STRONA ->
>>>>>
Przejdź do głównych treściPrzejdź do wyszukiwarkiPrzejdź do głównego menu
Reklama Wojewódzki Urząd Pracy

Omega Stary Zamość wycofa się z III ligi?

Wszystko wskazuje na to, że przygoda Omegi Stary Zamość z III ligą zakończy się po pół roku. W sobotę podczas zebrania członków klubu działacze mogą podjąć decyzję o wycofaniu drużyny z rozgrywek
Omega Stary Zamość wycofa się z III ligi?
Po rundzie jesiennej Omega zajmuje ostatnie miejsce w tabeli z dorobkiem zaledwie dwóch punktów.

To jednak nie fatalna postawa beniaminka jest główną przyczyną rezygnacji z gry w III lidze. Chodzi o konflikt z władzami gminy, a także coraz mniejsze dotacje.

– To już przesądzone, że podam się do dymisji, swojego zdania nie zmienię. Na ostatnim posiedzeniu komisji rewizyjnej dowiedziałem się, że jestem człowiekiem niegospodarnym i źle prowadzę klub.

Ręce mi opadły, bo od dawna chodziło nam przede wszystkim o to, żeby promować gminę na poziomie III ligi i nikt nie robił tego dla osobistych korzyści – tłumaczy prezes beniaminka Krzysztof Goch.

I dodaje: W tym roku mogliśmy liczyć na znacznie mniejszą dotację w wysokości około 80 tys. zł. A i tak część z tych pieniędzy dostanie Uczniowski Klub Sportowy Orzeł. Na dodatek zostaliśmy poinformowani, że wkrótce będziemy musieli ponosić opłaty za stadion, treningi, wodę, czy prąd, czyli praktycznie za wszystko. W tej sytuacji naprawdę trudno byłoby nam przetrwać.

Jeżeli prezes Goch, wraz z resztą zarządu rzeczywiście poda się dzisiaj do dymisji to obecnie nie ma na horyzoncie nikogo, kto przejąłby po nim władzę w klubie.

– Rzeczywiście, sytuacja nie jest zbyt wesoła, bo nie ma osób zainteresowanych działaniem w Omedze. Można powiedzieć, że nie mamy nawet żadnego planu naprawczego. Jedyną nadzieją jest prezes Goch. Ja ciągle liczę, że jednak zmieni zdanie i że wszystko skończy się pozytywnie – mówi drugi trener ekipy ze Starego Zamościa Paweł Lewandowski.
<<<<<
ZADANIE A ->
Odpowiedz krótko na pytania dotyczące artykułu o Omedze Stary Zamość.
(i) Ile punktów zdobyła Omega w rundzie jesiennej?
(ii) Jaką kwotę dotacji klub mógł otrzymać w tym roku?
(iii) Kto pełni funkcję drugiego trenera drużyny?

PODANE WPISY ->
>>>>>
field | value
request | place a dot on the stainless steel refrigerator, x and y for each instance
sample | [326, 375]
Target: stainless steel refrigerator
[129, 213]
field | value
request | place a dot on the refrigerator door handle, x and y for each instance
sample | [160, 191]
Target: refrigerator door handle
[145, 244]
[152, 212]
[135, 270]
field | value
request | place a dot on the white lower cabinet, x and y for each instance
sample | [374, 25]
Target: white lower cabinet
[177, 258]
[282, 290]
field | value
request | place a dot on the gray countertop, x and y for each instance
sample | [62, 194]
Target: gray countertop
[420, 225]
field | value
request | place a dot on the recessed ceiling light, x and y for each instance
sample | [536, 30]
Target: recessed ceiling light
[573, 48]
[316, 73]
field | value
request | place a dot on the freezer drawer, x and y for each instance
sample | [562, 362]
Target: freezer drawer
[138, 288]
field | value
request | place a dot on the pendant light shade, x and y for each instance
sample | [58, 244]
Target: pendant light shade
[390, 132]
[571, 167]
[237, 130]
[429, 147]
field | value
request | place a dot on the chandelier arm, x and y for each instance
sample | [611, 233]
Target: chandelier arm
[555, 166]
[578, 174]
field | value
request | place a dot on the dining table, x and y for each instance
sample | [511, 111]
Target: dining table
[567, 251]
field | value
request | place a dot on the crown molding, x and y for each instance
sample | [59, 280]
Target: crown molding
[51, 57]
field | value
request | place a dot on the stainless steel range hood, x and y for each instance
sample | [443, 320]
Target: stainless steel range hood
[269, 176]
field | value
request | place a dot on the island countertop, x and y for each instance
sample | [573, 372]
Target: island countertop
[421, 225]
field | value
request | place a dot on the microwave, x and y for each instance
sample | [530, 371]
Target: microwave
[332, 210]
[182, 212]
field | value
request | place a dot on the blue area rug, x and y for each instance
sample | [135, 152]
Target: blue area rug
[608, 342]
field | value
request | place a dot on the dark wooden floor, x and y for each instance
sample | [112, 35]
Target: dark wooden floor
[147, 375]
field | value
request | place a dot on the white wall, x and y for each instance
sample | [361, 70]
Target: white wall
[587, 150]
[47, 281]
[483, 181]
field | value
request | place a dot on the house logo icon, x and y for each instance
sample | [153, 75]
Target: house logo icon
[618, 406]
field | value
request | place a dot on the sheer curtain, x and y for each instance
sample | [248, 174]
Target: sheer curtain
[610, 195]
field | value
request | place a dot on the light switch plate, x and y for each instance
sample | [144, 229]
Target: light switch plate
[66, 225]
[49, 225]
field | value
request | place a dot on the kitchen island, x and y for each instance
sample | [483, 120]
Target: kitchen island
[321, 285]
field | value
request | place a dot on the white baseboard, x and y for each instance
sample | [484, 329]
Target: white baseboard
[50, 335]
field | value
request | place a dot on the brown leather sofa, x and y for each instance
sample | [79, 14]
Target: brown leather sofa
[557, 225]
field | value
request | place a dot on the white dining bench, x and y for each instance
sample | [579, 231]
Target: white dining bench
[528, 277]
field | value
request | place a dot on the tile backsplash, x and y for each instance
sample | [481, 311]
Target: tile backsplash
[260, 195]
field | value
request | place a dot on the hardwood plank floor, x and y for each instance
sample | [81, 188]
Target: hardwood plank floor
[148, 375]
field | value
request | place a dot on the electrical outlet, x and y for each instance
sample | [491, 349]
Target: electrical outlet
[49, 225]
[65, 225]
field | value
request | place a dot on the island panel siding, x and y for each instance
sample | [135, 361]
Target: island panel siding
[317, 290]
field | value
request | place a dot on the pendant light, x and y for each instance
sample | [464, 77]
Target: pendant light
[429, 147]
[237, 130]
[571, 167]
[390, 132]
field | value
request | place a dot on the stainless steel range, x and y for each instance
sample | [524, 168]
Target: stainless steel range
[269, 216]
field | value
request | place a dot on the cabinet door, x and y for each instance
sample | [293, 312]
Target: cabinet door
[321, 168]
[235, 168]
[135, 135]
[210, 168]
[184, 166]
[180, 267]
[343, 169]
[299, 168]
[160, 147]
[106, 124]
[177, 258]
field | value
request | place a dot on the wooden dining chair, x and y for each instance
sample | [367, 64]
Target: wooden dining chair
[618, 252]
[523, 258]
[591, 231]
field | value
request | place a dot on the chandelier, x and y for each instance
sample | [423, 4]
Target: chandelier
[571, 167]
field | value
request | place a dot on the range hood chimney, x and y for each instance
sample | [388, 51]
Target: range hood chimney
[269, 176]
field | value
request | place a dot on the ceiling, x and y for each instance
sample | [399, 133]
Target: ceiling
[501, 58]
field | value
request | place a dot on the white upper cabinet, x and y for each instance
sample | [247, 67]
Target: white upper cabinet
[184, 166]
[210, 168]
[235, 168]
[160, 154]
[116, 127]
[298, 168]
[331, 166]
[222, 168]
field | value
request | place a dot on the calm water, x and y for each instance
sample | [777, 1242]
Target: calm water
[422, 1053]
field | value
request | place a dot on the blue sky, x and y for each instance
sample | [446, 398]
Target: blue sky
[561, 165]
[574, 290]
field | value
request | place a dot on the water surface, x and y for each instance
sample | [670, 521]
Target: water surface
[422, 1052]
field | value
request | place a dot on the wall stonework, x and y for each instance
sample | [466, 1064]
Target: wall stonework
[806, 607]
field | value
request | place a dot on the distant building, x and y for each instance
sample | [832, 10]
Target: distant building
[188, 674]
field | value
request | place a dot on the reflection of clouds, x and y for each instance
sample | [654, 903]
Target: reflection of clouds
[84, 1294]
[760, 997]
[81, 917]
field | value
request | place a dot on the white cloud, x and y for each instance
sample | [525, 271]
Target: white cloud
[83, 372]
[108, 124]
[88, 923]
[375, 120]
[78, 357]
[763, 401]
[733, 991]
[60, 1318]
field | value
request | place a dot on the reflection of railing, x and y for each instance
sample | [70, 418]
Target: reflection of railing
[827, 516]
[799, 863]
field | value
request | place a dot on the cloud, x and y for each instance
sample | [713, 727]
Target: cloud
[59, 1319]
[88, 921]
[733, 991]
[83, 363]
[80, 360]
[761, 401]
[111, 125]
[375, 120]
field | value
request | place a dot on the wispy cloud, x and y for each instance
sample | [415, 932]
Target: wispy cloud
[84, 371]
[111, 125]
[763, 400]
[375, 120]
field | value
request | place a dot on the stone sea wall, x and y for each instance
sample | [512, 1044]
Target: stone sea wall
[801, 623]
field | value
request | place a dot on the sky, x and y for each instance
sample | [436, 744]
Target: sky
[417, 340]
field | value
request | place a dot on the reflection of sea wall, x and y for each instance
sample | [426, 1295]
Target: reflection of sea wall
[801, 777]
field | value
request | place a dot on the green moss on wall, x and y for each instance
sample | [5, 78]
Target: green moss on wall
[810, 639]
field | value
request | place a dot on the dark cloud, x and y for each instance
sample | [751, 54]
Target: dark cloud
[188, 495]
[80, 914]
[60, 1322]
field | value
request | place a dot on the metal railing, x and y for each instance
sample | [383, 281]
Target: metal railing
<<<<<
>>>>>
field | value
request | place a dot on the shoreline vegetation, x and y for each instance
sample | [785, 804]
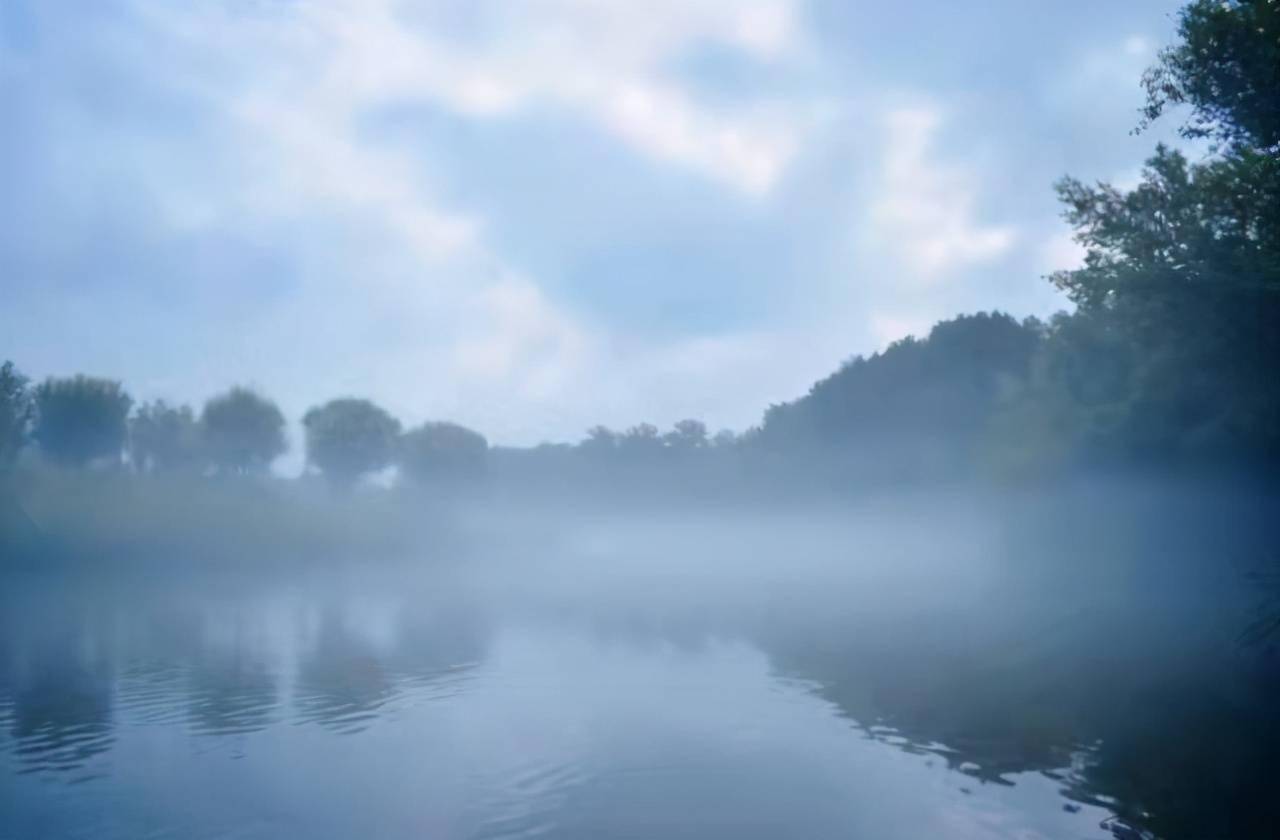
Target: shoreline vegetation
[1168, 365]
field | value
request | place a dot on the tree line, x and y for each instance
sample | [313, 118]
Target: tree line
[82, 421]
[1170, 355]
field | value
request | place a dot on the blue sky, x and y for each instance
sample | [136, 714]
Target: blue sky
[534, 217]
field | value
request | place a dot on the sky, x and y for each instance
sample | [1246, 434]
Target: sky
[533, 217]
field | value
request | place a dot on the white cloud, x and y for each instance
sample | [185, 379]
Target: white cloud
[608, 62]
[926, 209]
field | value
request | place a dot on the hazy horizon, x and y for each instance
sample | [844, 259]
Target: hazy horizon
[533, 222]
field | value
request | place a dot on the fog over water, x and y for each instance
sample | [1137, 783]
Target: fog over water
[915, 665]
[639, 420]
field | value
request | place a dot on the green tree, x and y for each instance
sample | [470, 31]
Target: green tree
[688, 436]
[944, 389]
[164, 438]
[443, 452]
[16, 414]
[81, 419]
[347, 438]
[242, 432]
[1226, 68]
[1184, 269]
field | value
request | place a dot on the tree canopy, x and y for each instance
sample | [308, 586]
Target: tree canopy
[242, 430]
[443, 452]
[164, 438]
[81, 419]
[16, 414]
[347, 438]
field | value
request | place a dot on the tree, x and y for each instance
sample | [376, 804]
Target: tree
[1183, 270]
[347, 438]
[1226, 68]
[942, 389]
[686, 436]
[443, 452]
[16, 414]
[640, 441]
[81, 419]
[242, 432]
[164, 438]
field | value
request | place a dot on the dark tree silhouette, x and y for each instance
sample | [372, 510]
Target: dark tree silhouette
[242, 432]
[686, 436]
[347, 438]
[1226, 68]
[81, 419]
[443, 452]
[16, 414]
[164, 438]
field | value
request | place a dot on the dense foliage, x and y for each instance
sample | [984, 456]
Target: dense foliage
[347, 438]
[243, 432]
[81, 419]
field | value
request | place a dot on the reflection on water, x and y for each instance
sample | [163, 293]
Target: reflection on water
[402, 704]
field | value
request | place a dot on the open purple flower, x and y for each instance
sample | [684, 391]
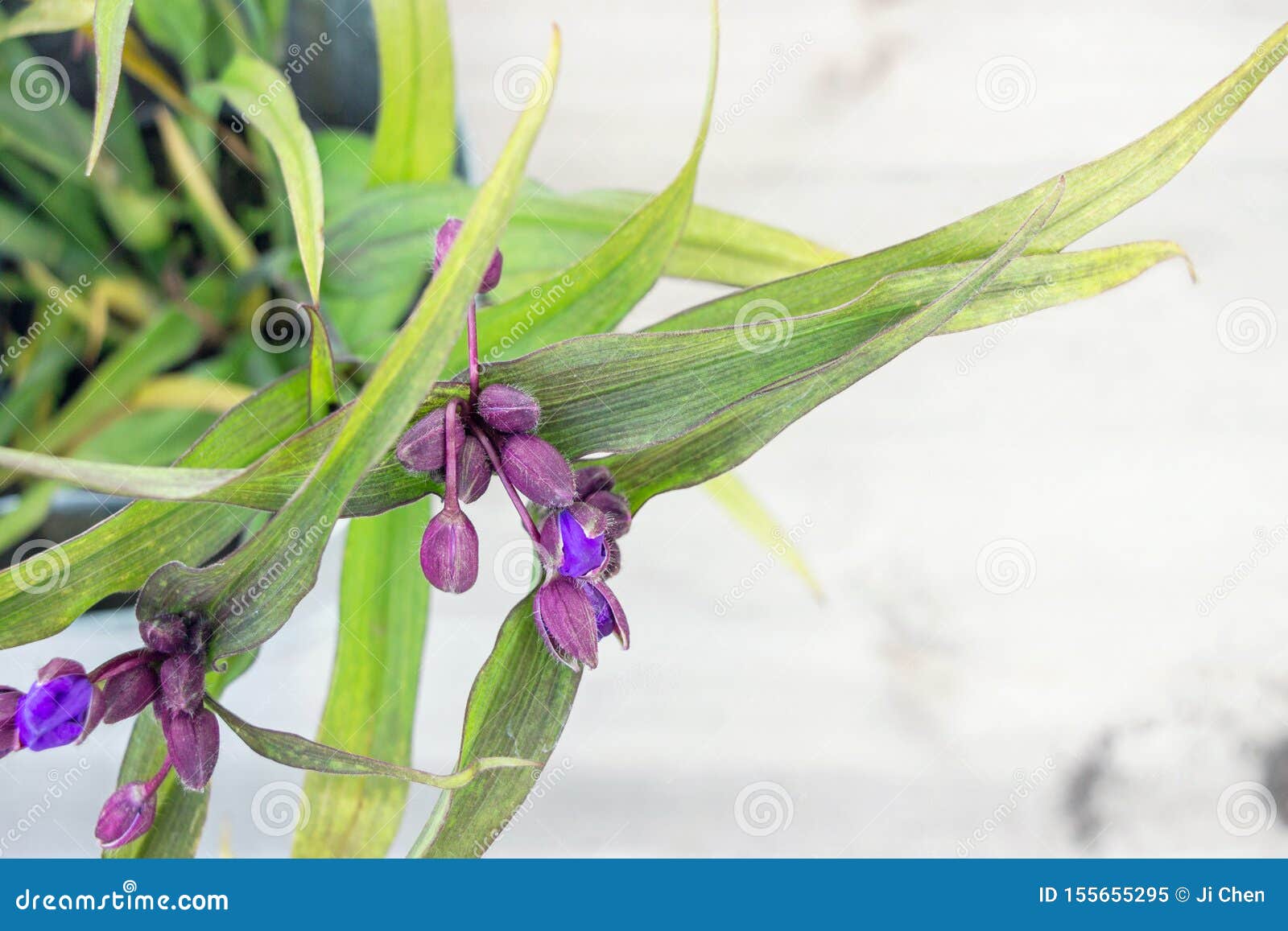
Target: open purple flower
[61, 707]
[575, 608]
<<<<<
>>>>>
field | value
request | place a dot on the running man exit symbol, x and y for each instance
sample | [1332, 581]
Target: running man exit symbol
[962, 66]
<<<<<
ZADANIE B -> Przefiltruj wykaz i wypisz każdy wiersz, w którym występuje słowo „running”.

ODPOWIEDŹ PISEMNA A ->
(i) Zaledwie dwa punkty, co daje jej ostatnie miejsce w tabeli.
(ii) Około 80 tys. zł.
(iii) Paweł Lewandowski.

ODPOWIEDŹ PISEMNA B ->
request | place a dot on the running man exit symbol, x and y for each instance
Target: running man exit symbol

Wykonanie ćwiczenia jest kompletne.